Now we have a bunch of data/SNP_calls/*_sorted_X.tsv and data/SNP_calls/*_sorted_A.tsv tables that contains scf, pos, genotype, total_cov, ref_cov, alt_cov comuns.

hypothesis testing

Now we have the SNP calls, we need to sort out if one allele have always a higher coverage than the other and that this difference is not simply due to coverage variation.

Heterozygous SNP analysis

for ind in WW5-6 WW5-4 BH3-2 WW3-1 WW2-1 WW1-2 WW2-5 WW5-1 WW5-5 WW1-4 WW2-6 WW5-3; do
  Rscript scripts/plot_heterozygous_autosomal_allele_coverages.R "$ind" data/SNP_calls/run0/"$ind"_asn_snps.tsv figures/het_autosomal_allele_supports/"$ind";
done

To plot autosomal and X chromosome covera supports (figures/het_autosomal_allele_supports/autosomal_and_X_variant_coverages_<SAMPLE>.png) run to get the male plots

Rscript scripts/plot_heterozygous_autosomal_allele_coverages_BH3-2.R
Rscript scripts/plot_heterozygous_autosomal_allele_coverages_Afus1.R
Rscript scripts/plot_heterozygous_autosomal_allele_coverages_Ocin2.R

and for females run

All females

  for ind in WW5-6 WW5-4 BH3-2 WW3-1 WW2-1 WW1-2 WW2-5 WW5-1 WW5-5 WW1-4 WW2-6 WW5-3; do
   Rscript scripts/plot_heterozygous_autosomal_allele_coverages.R "$ind" data/SNP_calls/run0/"$ind"_asn_snps.tsv figures/het_autosomal_allele_supports/"$ind".png;
  done

data to be deposited:

Heterozygous SNP analysis:

  • data/SNP_calls/freebayes_Afus_filt_sorted_BH3-2_X.tsv
  • data/SNP_calls/freebayes_Afus_filt_sorted_BH3-2_A.tsv
  • data/mapped_reads/Afus1_per_scf_cov_medians.tsv
  • data/SNP_calls/freebayes_Afus_filt_sorted_Afus1_A.tsv
  • data/SNP_calls/freebayes_Afus_filt_sorted_Afus1_X.tsv
  • data/SNP_calls/run0/*_asn_snps.tsv

Coverage plots:

  • data/mapped_reads/Afus1_cov_per_scf.tsv
  • data/mapped_reads/BH3-2_cov_per_scf.tsv
  • data/mapped_reads/Ocin2_cov_per_scf.tsv

Supplementary analyses

Potential causes of the inaccurately high estimate of sperm in Ocin2

Using mapped reads of Ocin2 to the reference genome (ID), we estimated 1n and 2n coverage to be 53.43x and 101.12x respectively. According to the two tissue model this would imply that Ocin2 - a species with completely regular meiosis, has ~10% of the body form of cells with the same number of sex chromosomes and

asn_tab <- read.table('tables/chr_assignments_Ocin1.tsv', header = T)

Work order A:
Do statements (i)–(iii) agree with the SNP analysis notes? Answer each with yes or no and quote the words that decide it.
(i) The data listed for deposit under coverage plots includes a per-scaffold coverage table for Ocin2.
(ii) The 1n coverage of Ocin2 was estimated at 101.12x.
(iii) Ocin2 is described as a species with completely regular meiosis.
Work order B:
Using the SNP analysis notes, answer each question.
(i) Which columns do the *_sorted_X.tsv and *_sorted_A.tsv tables contain?
(ii) Which three samples have their own R script for the male plots?
(iii) In which directory are the files listed for deposit under "Coverage plots"?
Work order C: How would the SNP analysis notes carry on from their last line?

(Natural language region descriptions)

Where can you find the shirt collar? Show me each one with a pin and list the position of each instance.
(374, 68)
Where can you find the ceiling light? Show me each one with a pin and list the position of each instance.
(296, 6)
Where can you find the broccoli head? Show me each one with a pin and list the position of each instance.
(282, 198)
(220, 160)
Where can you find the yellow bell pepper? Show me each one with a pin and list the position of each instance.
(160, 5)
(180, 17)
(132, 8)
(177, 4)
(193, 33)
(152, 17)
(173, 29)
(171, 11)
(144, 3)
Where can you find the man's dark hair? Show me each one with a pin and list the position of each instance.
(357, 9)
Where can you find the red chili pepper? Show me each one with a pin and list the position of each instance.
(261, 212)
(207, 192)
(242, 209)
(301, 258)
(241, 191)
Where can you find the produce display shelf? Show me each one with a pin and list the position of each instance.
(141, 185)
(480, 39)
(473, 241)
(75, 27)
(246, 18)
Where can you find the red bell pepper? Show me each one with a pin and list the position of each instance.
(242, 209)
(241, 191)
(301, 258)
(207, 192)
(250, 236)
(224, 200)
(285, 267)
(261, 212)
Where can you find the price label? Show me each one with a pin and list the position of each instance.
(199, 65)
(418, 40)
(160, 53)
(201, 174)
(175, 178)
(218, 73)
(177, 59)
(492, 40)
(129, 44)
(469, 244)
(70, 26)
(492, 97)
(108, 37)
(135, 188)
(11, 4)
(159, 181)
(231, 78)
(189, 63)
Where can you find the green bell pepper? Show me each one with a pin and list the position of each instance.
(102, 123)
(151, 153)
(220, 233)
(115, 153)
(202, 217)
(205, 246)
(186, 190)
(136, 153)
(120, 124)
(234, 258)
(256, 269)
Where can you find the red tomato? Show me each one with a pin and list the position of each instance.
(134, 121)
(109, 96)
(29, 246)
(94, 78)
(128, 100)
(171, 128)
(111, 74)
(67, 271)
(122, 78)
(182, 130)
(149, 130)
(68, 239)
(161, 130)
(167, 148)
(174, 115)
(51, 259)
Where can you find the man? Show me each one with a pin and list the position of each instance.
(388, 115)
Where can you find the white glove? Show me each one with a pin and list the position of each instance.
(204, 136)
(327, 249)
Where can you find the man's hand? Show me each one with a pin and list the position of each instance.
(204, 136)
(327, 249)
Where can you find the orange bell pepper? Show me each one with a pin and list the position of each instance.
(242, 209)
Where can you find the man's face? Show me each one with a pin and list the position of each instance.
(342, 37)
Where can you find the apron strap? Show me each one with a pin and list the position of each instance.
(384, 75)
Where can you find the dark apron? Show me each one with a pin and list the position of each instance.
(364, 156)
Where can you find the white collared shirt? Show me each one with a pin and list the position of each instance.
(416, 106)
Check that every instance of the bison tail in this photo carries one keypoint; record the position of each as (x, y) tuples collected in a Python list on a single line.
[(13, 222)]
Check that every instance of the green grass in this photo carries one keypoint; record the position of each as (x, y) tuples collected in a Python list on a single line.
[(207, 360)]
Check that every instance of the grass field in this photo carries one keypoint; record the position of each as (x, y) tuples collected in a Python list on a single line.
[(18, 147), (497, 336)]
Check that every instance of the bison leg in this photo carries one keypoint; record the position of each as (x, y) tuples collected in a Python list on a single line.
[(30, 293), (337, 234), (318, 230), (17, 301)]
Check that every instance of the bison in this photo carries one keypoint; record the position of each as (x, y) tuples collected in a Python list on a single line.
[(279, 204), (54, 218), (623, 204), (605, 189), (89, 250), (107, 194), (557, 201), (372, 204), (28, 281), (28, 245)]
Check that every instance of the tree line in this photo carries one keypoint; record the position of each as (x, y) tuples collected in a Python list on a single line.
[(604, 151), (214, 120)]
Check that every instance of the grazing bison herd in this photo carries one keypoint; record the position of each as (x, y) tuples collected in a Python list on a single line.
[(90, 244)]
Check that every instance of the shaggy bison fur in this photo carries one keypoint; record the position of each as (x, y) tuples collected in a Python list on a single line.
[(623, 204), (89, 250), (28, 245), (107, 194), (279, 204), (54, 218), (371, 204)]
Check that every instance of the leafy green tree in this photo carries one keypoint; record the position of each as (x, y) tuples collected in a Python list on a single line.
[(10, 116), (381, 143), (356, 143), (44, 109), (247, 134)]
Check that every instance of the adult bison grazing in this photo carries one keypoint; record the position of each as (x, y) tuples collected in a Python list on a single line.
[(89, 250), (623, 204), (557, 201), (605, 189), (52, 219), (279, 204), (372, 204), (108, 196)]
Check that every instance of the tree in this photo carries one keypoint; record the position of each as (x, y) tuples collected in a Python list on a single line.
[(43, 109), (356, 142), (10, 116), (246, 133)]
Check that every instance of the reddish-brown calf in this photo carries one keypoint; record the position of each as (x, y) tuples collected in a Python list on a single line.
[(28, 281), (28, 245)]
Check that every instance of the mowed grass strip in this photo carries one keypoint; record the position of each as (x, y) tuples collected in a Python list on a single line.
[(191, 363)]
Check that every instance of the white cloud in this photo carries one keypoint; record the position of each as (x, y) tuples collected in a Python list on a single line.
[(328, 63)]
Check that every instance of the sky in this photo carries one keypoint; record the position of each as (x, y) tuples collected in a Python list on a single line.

Expected output A:
(i) Yes: "data/mapped_reads/Ocin2_cov_per_scf.tsv"
(ii) No: "we estimated 1n and 2n coverage to be 53.43x and 101.12x respectively"
(iii) Yes: "Ocin2 - a species with completely regular meiosis"

Expected output B:
(i) scf, pos, genotype, total_cov, ref_cov, alt_cov
(ii) BH3-2, Afus1 and Ocin2
(iii) data/mapped_reads

Expected output C:
ind = 'Ocin2'
ind_tab <- asn_tab[asn_tab[, 'male_coverage'] < filt_quantile & asn_tab[, 'len'] > 20000, c('scf', 'len', 'male_coverage')]

cov_2n <- 101.1228
cov_1n <- 53.4376

png('figures/Ocin2_male_coverage_vs_scf_length.png')
  plot(ind_tab$male_coverage, log10(ind_tab$len), pch = 20, xlab = 'Coverage', ylab = 'log10 Scaffold length', main = 'mapping coverage vs scaffold length in O. cincta male')
  lines(c(53.3, 53.3), c(min(log10(ind_tab$len)), 6), lwd = 2, col = 'red')
  lines(c(101.15, 101.15), c(min(log10(ind_tab$len)), 6), lwd = 2, lty = 2, col = 'red')
  legend('topright', bty = 'n', c('1n coverage est', '2n coverage est'), lty = c(1, 2), lwd = 2, col = 'red')
dev.off()

Looking at this plot, it is very clear that at leas some of the long scaffolds are in part missabled or with large scale structural variations. Scaffolds that have a few hundred thousand bases are expected to have the mean mapping coverage very close to the expected value, however, we do see substantial number of data points that are in between of the two distributions and therefore are likely representing a chimera of long stretches of sequences that are in one or two genomic copies in the male genome. These streches might be either large scale deletions or misassembled pieces of the X chromosome.

Every assembly error or structural variation will cause that the mean scaffold mapping covrerage will be somewhere between true 1n and 2n coverage. Hence, the two peaks will always be closer to each other than they would exected to be in perfect data which implies that these errors will bias and inflate the estimate.